▶ EXTRACTED TEXT:

Hill Country's Low & Slow Texas Barbecue | Washington D.C.

Hill Country smokes up Penn Quarter

We've long hoped that Marc Glosserman would have a homecoming.

Now, after taking New York by storm, the Bethesda native has opened Hill Country D.C. in Penn Quarter. Texas barbecue–cooked low and slow over oak–is the house specialty, and the restaurant is presided over by chef Elizabeth Karmel, who splits her time between both locations.

The menu includes marbled brisket ($22 per pound) and beer-can game hens ($10), as at the celebrated New York location, but here in the District, the team has added a stunning extra dish.

Bone-in short ribs (market price)–a rare and coveted special in New York–are a menu fixture here. Rubbed with a blend of cayenne, cracked pepper and coarse salt, the beef smokes for six to eight hours until pink in the center under its shell of crunchy peppercorns.

▶ GIVEN RECORDS:

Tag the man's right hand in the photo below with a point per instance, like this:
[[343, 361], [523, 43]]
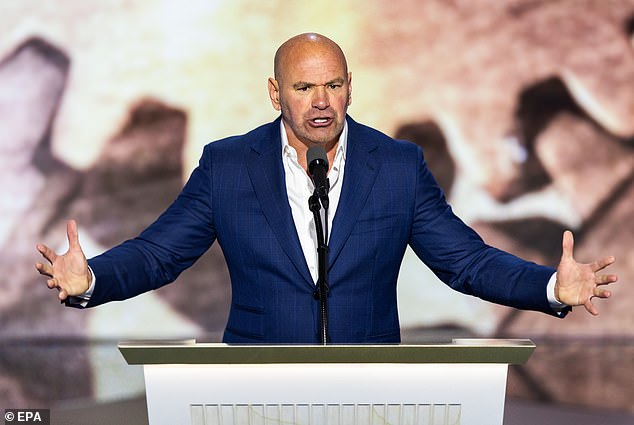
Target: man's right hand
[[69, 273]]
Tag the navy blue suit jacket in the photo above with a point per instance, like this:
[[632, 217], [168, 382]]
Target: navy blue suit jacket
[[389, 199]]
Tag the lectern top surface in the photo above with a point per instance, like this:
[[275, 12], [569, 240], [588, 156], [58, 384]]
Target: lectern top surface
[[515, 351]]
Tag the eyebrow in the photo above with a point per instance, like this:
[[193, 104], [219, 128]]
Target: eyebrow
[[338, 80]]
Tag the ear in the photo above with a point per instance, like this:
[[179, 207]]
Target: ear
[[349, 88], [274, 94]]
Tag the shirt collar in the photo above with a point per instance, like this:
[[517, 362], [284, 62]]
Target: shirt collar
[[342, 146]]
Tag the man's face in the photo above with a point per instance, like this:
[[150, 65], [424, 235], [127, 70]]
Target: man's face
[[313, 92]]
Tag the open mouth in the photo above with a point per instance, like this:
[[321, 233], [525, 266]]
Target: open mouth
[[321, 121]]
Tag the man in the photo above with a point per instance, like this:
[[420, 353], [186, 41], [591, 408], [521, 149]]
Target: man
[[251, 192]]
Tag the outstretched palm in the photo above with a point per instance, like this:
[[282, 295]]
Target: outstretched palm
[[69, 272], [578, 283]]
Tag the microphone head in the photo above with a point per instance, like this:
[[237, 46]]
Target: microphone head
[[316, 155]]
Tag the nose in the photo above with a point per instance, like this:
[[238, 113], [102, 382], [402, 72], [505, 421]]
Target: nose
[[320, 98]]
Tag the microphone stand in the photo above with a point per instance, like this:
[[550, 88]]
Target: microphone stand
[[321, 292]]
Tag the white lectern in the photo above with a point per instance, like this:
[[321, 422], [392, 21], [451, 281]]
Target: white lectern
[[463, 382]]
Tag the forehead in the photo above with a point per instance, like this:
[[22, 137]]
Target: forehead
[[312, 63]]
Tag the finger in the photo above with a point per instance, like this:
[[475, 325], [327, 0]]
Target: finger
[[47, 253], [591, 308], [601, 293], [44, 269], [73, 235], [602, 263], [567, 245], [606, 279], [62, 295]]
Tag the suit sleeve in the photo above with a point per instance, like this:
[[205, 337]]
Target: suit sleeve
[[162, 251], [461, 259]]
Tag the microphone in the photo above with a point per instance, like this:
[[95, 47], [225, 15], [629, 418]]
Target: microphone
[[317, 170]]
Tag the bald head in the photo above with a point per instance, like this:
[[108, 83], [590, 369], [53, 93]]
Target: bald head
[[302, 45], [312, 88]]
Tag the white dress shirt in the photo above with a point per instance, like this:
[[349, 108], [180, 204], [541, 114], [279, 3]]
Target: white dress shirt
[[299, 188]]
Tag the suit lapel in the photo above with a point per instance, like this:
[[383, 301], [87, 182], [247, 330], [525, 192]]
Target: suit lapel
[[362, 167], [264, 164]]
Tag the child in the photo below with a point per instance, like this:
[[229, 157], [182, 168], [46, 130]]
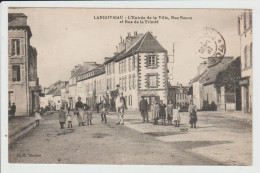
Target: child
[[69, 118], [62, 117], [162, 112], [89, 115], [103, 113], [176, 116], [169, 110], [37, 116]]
--
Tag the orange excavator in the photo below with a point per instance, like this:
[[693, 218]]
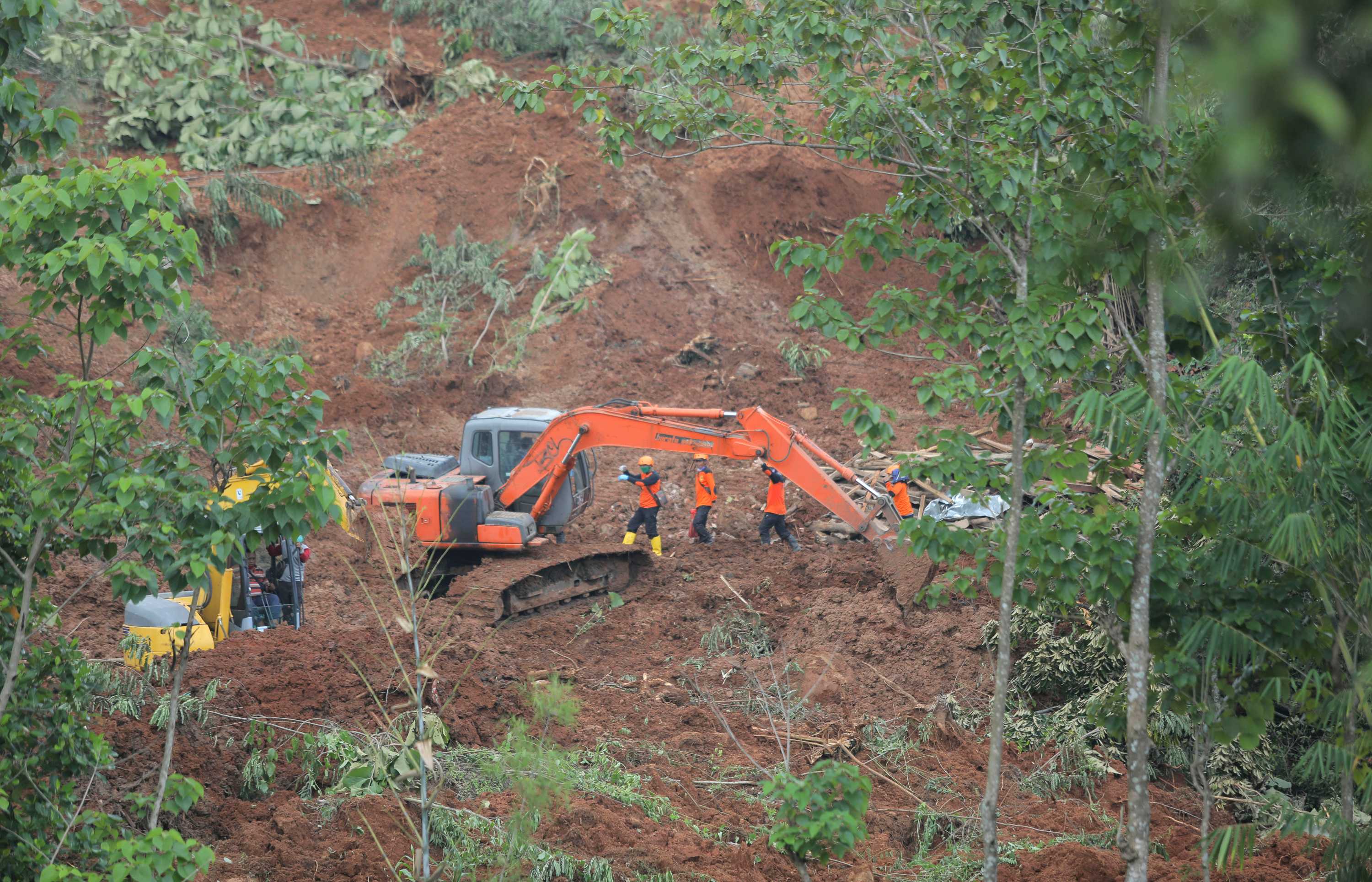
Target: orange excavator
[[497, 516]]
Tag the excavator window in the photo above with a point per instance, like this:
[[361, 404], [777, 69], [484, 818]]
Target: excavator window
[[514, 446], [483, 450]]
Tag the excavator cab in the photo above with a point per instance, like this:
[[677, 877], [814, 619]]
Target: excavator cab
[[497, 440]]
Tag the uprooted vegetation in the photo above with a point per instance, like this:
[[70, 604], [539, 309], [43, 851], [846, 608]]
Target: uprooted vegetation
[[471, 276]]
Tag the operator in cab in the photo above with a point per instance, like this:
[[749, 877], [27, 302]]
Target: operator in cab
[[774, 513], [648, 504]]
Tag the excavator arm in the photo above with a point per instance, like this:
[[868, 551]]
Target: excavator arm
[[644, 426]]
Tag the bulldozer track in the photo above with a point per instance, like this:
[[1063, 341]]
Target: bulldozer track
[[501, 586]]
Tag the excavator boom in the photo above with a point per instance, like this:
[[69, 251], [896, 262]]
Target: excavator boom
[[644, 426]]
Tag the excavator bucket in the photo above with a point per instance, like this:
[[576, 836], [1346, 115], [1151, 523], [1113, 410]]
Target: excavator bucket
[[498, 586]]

▶ EXERCISE TASK 1: Translate this sentence from the Hill Country article into Spanish: "Rubbed with a blend of cayenne, cracked pepper and coarse salt, the beef smokes for six to eight hours until pink in the center under its shell of crunchy peppercorns."
▶ EXERCISE TASK 2: According to the Hill Country article, which chef presides over the restaurant?

▶ WORKED SOLUTION 1: Frotada con una mezcla de cayena, pimienta partida y sal gruesa, la carne de res se ahúma entre seis y ocho horas hasta quedar rosada en el centro bajo su costra de granos de pimienta crujientes.

▶ WORKED SOLUTION 2: Chef Elizabeth Karmel